┌────────

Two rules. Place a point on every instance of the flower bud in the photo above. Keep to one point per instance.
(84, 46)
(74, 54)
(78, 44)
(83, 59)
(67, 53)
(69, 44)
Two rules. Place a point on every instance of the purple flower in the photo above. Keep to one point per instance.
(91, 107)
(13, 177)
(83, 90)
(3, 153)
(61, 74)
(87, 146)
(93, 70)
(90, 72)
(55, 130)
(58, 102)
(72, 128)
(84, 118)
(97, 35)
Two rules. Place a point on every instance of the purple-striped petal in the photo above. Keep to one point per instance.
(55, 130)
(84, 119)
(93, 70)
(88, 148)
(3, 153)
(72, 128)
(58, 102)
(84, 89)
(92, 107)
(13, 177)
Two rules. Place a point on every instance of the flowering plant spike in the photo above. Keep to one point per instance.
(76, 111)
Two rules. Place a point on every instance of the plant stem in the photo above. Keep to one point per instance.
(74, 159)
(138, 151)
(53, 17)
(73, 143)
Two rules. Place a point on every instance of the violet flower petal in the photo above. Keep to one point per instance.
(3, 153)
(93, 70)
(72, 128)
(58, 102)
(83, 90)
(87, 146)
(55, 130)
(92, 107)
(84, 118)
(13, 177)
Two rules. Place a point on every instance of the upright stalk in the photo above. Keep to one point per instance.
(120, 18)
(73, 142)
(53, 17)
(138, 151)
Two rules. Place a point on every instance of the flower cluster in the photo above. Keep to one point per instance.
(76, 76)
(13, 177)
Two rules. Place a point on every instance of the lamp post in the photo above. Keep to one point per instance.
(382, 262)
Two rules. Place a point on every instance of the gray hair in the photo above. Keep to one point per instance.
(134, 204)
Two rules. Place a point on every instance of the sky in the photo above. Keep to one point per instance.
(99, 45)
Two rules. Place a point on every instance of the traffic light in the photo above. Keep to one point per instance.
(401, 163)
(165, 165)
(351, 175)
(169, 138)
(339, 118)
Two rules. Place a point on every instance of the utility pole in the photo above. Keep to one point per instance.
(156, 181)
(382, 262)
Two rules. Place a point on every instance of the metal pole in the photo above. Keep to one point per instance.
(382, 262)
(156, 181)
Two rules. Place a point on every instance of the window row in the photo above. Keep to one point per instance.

└────────

● YOUR INSTRUCTIONS: All of the records go in your answer, copied exactly.

● TASK OUTPUT:
Two rules. Place a point on every instance of the flower bud in the photo above. Keep to one point per instance.
(84, 46)
(74, 54)
(78, 44)
(83, 59)
(67, 53)
(69, 44)
Two rules. Place a point on every instance of the purple flower in the photo above. Keep to one point per instance.
(91, 107)
(13, 177)
(83, 90)
(3, 153)
(61, 74)
(87, 146)
(93, 70)
(90, 72)
(55, 130)
(58, 102)
(72, 128)
(84, 118)
(97, 35)
Two rules. Place a point on every instance of the purple-striped petal in the photo above. Keep to one point per instance.
(55, 130)
(84, 119)
(93, 70)
(88, 148)
(3, 153)
(72, 128)
(58, 102)
(84, 89)
(92, 107)
(13, 177)
Two rules. Place a point on every instance of the flowering plant spike in the photo above. Keep to one point per instance.
(76, 111)
Two rules. Place a point on every instance of the plant stem in the photo above. Keep to one point per instance.
(74, 159)
(138, 151)
(53, 17)
(73, 143)
Two rules. Place a point on every instance of the violet flower petal in the photo above. Keep to one point per instance.
(3, 153)
(93, 70)
(72, 128)
(58, 102)
(83, 90)
(87, 146)
(55, 130)
(92, 107)
(84, 118)
(13, 177)
Two rules. Place a point on every instance of the upright stalk in the photo above. Keep to one point per instance.
(120, 18)
(73, 142)
(53, 17)
(138, 151)
Two rules. Place a point on every instance of the flower cluster in the photo above. Keep to one point per instance.
(76, 76)
(13, 177)
Two rules. Place a point on every instance of the lamp post in the photo above. Keep to one point per instance.
(382, 262)
Two rules. Place a point on every instance of the gray hair in the photo above. Keep to one point per instance.
(134, 204)
Two rules. Place a point on every instance of the sky in the photo above. Keep to one point per instance.
(99, 45)
Two rules. Place a point on every instance of the traffic light in the photo above. Keep to one point per instance.
(401, 163)
(165, 165)
(351, 175)
(169, 138)
(339, 118)
Two rules. Place a point on every instance of the utility pole in the photo above. Keep to one point per instance.
(156, 181)
(382, 262)
Two rules. Place a point on every instance of the metal pole in the photo above. Keep to one point per instance.
(382, 262)
(156, 181)
Two rules. Place a point on every instance of the window row in the photo above. Keep to one point per instance.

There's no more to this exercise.